THE TASK: Pull out each line below that contains the string "right". Case counts.
────────
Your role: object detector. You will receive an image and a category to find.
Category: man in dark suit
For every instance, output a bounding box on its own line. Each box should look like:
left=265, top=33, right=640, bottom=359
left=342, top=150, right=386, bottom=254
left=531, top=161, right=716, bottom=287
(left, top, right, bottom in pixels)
────────
ANSWER TO THIS EXERCISE:
left=265, top=33, right=640, bottom=359
left=342, top=150, right=386, bottom=254
left=531, top=161, right=716, bottom=287
(left, top, right, bottom in pixels)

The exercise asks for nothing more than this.